Give the number of lines in the records that include the word "rough", and nothing besides.

- **Stored data entries**

━━━━

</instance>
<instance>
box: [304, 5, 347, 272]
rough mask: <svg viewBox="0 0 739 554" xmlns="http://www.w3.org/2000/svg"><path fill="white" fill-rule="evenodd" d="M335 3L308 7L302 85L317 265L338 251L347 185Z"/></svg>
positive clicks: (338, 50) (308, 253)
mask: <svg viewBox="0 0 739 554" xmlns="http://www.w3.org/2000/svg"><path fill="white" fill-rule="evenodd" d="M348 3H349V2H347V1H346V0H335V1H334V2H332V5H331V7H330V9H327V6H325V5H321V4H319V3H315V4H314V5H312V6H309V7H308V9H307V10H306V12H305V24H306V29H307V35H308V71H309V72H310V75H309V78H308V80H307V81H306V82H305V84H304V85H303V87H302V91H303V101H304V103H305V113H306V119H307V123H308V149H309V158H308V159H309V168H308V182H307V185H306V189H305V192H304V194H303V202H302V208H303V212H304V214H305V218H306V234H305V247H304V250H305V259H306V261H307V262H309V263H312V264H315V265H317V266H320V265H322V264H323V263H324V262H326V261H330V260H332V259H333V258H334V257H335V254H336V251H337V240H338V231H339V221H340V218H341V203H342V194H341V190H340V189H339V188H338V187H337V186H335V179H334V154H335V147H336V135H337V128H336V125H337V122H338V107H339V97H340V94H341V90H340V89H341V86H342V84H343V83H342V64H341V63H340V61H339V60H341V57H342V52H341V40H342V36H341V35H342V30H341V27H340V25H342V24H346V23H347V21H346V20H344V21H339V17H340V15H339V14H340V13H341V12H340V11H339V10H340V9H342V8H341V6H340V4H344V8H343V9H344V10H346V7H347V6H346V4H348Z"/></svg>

━━━━

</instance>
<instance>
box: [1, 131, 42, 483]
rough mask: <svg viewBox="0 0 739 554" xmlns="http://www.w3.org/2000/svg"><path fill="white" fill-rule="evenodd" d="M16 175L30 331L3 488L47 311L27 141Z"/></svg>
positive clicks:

━━━━

- **Task result**
2